--- START ---

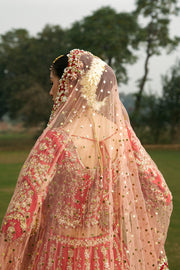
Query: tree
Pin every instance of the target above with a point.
(171, 98)
(24, 67)
(154, 35)
(109, 35)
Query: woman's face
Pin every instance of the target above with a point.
(55, 84)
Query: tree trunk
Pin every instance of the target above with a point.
(143, 80)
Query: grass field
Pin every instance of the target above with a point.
(168, 162)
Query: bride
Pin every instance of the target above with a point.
(88, 196)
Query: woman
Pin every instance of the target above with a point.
(88, 196)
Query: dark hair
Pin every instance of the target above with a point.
(59, 65)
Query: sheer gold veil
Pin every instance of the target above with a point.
(127, 197)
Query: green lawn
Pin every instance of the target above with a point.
(168, 162)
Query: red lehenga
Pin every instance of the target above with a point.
(88, 196)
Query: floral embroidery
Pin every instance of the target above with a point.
(32, 185)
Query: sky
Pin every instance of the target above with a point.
(33, 15)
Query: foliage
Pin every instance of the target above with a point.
(109, 35)
(154, 35)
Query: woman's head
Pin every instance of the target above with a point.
(56, 72)
(59, 64)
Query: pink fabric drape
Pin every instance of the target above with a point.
(88, 196)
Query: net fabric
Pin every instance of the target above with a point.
(88, 196)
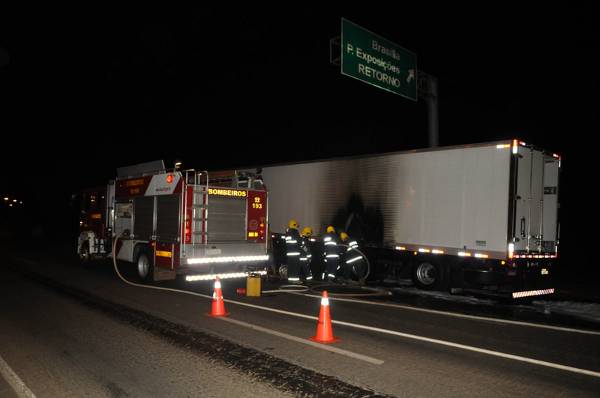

--- END ---

-- Directions for this task --
A single number, please: how many lines in the data above contain the string "woman"?

-- Answer to the exercise --
3